:: The task ::
Because the entries hold pictures, reproduce only their words, exactly as written.

:: Data listing ::

↓↓↓

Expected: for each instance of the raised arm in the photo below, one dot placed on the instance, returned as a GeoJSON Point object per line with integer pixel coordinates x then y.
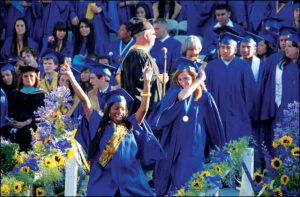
{"type": "Point", "coordinates": [186, 92]}
{"type": "Point", "coordinates": [65, 69]}
{"type": "Point", "coordinates": [142, 111]}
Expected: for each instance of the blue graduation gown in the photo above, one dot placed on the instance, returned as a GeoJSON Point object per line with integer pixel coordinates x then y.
{"type": "Point", "coordinates": [124, 170]}
{"type": "Point", "coordinates": [173, 52]}
{"type": "Point", "coordinates": [184, 142]}
{"type": "Point", "coordinates": [211, 41]}
{"type": "Point", "coordinates": [233, 87]}
{"type": "Point", "coordinates": [4, 107]}
{"type": "Point", "coordinates": [5, 51]}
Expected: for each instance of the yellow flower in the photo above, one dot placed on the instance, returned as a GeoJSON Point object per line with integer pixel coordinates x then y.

↑↑↑

:: Result below ::
Expected: for each instance of the raised arm in the photo below, one dot placed on the instance, returned as a GeoJSON Point object per line with integer pixel coordinates x then y.
{"type": "Point", "coordinates": [186, 92]}
{"type": "Point", "coordinates": [65, 69]}
{"type": "Point", "coordinates": [142, 111]}
Expected: for each instance of the blue graduation gown in the photo above, one dot placed on the instance, returned as a GeoJSON Point object per line with integer pixel coordinates x then y.
{"type": "Point", "coordinates": [124, 170]}
{"type": "Point", "coordinates": [173, 52]}
{"type": "Point", "coordinates": [184, 142]}
{"type": "Point", "coordinates": [211, 41]}
{"type": "Point", "coordinates": [233, 87]}
{"type": "Point", "coordinates": [4, 107]}
{"type": "Point", "coordinates": [5, 51]}
Expected: for each instance of the yellow flower in the photo above, one dot placed on the instance, returned as a GeoJSON Point object per line with integer pixel coordinates x then y.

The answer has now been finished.